Find every line of the material below that contains the string "open", and copy each one. Matches are case-sensitive.

_The records_
---*---
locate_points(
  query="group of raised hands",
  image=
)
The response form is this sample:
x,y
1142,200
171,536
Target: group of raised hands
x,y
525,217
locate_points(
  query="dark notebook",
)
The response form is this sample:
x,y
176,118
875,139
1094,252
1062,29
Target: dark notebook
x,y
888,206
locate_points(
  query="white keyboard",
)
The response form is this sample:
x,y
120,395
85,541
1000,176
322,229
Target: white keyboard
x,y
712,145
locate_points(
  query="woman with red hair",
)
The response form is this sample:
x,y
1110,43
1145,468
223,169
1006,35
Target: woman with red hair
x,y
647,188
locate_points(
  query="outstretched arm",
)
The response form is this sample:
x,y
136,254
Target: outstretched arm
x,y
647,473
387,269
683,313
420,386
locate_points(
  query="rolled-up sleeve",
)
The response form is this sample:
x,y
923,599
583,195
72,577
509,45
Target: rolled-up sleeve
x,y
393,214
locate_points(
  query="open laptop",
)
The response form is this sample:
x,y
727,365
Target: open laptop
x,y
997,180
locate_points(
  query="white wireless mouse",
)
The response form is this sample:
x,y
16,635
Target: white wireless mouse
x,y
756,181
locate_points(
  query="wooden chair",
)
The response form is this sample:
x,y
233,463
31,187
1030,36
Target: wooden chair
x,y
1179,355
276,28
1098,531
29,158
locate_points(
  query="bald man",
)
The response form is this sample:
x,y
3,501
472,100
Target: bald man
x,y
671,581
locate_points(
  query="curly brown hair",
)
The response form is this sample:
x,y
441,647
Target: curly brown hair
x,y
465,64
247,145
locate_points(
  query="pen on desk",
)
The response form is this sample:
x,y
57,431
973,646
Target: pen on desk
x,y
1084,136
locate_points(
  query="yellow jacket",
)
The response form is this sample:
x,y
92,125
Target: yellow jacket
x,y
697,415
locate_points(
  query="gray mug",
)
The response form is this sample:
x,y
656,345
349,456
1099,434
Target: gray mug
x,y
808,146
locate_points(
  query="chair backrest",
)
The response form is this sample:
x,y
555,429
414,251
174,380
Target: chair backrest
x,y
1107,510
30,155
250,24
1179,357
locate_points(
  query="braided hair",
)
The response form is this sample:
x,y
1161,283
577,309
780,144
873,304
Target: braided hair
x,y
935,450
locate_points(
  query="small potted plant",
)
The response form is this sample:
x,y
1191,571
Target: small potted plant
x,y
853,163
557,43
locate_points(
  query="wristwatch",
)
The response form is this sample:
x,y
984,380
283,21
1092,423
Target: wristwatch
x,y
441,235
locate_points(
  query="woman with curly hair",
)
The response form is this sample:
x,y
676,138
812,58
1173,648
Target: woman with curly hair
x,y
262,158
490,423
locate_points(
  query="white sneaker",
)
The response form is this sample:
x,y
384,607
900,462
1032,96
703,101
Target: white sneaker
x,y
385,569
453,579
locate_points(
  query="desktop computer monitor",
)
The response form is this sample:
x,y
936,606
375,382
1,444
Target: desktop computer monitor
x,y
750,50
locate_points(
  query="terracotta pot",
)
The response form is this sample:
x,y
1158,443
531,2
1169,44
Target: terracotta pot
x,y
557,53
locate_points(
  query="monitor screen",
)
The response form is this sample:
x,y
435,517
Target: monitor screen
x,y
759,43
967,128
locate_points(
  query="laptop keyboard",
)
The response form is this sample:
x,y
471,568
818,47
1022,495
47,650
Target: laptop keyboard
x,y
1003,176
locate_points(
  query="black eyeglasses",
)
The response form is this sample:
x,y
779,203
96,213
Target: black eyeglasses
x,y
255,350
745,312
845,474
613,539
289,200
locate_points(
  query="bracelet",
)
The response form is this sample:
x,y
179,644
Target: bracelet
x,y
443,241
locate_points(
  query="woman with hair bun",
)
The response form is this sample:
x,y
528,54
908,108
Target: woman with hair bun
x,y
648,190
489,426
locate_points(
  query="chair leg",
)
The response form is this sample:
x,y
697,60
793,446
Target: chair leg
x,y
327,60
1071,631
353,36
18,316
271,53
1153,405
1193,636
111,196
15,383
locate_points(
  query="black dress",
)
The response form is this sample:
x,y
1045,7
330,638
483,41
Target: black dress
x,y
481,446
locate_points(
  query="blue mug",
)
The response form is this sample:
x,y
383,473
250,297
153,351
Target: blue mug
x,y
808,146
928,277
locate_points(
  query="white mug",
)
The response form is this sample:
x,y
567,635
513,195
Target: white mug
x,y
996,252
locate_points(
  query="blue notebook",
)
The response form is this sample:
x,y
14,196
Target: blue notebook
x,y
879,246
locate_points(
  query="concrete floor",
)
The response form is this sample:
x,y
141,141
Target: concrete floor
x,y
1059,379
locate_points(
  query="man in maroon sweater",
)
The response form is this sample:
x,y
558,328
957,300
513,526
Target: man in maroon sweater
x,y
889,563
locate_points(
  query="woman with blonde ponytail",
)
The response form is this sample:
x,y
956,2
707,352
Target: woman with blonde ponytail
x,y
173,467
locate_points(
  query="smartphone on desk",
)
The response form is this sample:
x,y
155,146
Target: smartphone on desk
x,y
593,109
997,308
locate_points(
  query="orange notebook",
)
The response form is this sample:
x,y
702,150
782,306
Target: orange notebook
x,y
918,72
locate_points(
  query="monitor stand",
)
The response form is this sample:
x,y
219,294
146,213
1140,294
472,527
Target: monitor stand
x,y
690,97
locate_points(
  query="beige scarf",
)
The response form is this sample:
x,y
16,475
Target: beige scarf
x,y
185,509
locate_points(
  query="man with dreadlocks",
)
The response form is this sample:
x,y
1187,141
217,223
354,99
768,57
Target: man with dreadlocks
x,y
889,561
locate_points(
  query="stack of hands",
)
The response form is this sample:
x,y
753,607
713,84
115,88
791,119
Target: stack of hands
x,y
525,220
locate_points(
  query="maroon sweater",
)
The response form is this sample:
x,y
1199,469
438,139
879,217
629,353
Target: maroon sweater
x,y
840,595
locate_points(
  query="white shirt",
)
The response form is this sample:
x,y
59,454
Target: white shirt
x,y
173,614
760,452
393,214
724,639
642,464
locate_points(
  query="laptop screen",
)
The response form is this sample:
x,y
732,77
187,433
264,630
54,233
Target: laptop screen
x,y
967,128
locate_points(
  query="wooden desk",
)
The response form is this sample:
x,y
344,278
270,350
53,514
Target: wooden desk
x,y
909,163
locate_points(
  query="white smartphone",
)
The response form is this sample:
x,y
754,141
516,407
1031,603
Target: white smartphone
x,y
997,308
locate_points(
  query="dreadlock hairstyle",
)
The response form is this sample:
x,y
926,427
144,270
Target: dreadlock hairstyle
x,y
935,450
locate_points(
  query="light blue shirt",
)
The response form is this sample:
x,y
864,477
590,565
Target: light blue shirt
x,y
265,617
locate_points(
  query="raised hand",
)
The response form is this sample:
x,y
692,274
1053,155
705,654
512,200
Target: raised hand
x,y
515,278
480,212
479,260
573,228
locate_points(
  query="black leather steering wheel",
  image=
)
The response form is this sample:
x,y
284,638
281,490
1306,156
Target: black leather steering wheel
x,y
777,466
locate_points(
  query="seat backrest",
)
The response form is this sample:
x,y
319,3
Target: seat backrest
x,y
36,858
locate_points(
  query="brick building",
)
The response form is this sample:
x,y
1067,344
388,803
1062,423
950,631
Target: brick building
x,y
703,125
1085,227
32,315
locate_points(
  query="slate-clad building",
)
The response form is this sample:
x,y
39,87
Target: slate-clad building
---*---
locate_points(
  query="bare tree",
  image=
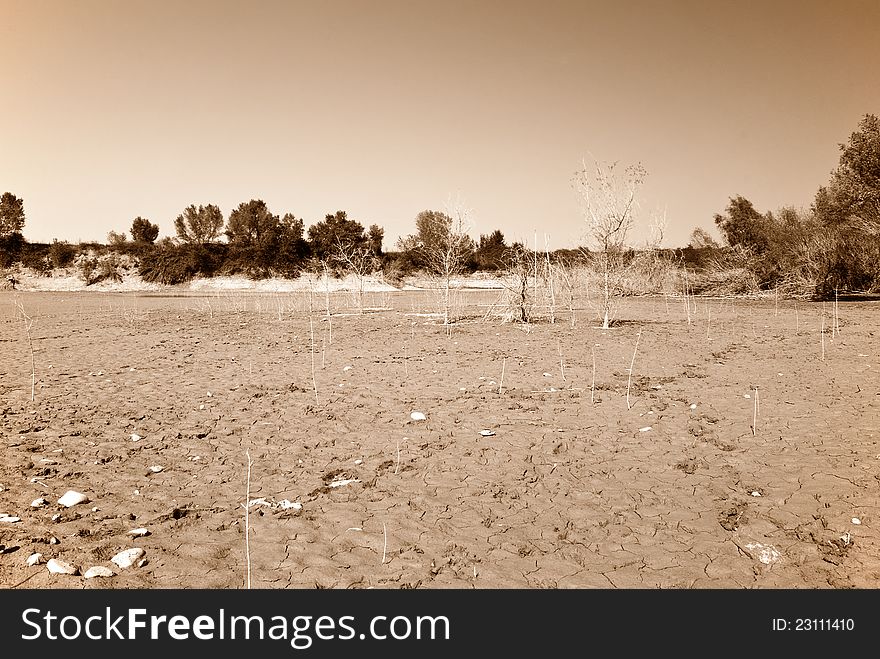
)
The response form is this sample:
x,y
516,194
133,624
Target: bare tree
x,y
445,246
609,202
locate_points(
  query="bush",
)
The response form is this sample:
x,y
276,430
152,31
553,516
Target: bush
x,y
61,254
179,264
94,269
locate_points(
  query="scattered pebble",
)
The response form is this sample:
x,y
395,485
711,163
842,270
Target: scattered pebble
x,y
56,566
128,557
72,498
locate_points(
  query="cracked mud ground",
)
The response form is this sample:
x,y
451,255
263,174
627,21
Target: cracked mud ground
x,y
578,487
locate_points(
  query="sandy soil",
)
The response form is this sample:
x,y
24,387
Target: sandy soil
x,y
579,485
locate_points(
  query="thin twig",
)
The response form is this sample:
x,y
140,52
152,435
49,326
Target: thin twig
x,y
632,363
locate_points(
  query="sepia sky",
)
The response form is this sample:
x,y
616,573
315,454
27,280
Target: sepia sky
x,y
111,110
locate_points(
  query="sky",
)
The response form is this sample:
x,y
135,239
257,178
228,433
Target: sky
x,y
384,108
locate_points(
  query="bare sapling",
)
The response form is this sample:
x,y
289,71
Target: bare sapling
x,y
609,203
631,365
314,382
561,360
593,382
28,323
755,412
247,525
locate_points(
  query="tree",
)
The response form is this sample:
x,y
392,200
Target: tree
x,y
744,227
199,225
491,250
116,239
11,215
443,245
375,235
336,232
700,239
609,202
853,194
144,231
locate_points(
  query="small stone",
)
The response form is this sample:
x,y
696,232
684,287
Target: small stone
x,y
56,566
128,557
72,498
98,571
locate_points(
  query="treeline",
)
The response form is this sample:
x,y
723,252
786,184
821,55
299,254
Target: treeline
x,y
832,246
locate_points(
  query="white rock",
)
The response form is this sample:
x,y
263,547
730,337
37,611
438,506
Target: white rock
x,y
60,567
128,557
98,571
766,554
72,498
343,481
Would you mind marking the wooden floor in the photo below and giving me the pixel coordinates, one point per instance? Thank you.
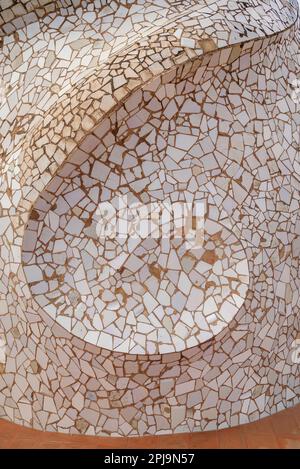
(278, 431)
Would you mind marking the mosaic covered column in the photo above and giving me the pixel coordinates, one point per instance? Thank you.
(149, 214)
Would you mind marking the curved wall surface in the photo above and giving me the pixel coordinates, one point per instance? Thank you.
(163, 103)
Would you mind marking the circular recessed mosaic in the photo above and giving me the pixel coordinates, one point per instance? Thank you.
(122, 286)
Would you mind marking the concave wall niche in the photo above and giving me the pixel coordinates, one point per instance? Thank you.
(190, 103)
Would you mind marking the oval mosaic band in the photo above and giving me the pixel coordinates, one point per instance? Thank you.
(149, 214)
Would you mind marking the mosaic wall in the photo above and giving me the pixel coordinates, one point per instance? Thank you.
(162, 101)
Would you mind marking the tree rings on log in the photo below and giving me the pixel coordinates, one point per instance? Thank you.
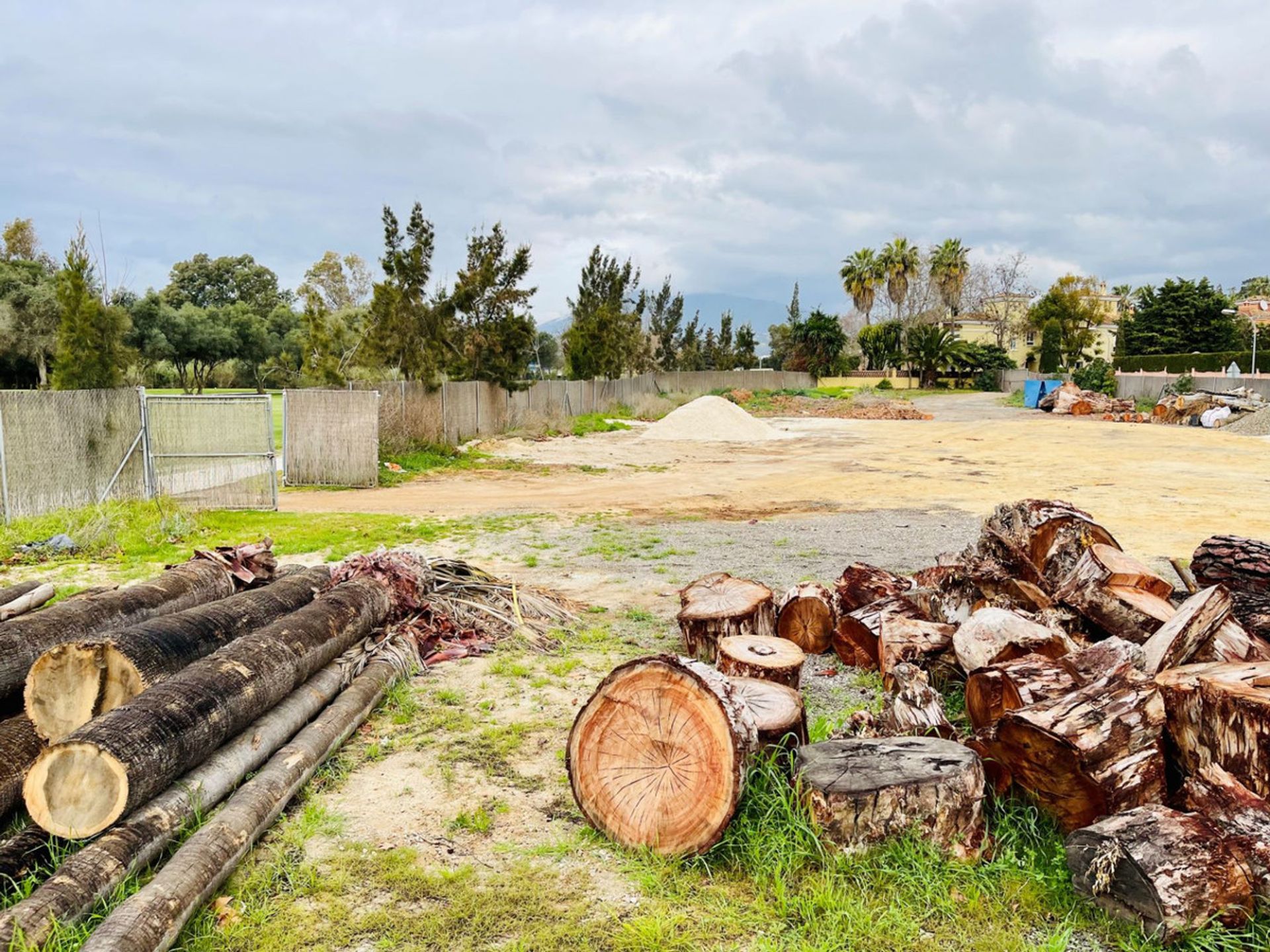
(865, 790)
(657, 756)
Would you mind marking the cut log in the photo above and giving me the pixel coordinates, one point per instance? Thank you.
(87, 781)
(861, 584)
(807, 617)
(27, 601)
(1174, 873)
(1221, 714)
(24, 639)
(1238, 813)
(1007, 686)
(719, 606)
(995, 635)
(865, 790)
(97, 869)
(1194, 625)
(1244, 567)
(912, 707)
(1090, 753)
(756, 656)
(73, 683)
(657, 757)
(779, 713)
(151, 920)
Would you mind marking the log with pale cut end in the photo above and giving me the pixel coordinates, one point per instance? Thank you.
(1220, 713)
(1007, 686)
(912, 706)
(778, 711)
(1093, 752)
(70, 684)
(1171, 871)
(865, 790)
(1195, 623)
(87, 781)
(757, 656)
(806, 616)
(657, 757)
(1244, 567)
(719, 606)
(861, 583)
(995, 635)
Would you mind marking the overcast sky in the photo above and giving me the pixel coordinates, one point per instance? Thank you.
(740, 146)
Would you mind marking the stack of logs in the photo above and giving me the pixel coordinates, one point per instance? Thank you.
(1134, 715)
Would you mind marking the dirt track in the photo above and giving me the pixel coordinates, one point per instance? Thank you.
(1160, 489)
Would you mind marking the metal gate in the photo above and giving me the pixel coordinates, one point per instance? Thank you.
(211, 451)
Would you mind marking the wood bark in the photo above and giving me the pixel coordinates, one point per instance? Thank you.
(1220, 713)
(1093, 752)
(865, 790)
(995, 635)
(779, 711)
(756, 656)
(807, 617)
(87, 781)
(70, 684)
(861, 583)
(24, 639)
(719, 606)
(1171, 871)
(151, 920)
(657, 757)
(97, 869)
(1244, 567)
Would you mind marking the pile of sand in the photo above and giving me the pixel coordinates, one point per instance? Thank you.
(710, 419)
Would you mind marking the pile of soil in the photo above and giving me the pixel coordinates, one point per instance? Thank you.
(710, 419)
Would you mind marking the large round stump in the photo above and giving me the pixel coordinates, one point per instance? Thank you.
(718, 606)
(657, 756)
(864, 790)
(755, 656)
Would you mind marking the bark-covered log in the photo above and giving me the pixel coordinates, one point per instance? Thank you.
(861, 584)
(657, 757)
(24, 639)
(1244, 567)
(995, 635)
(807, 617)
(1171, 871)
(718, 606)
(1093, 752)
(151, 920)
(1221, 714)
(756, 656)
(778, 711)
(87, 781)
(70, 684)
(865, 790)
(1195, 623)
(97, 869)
---*---
_Solution to the problem_
  query="open laptop",
Target: open laptop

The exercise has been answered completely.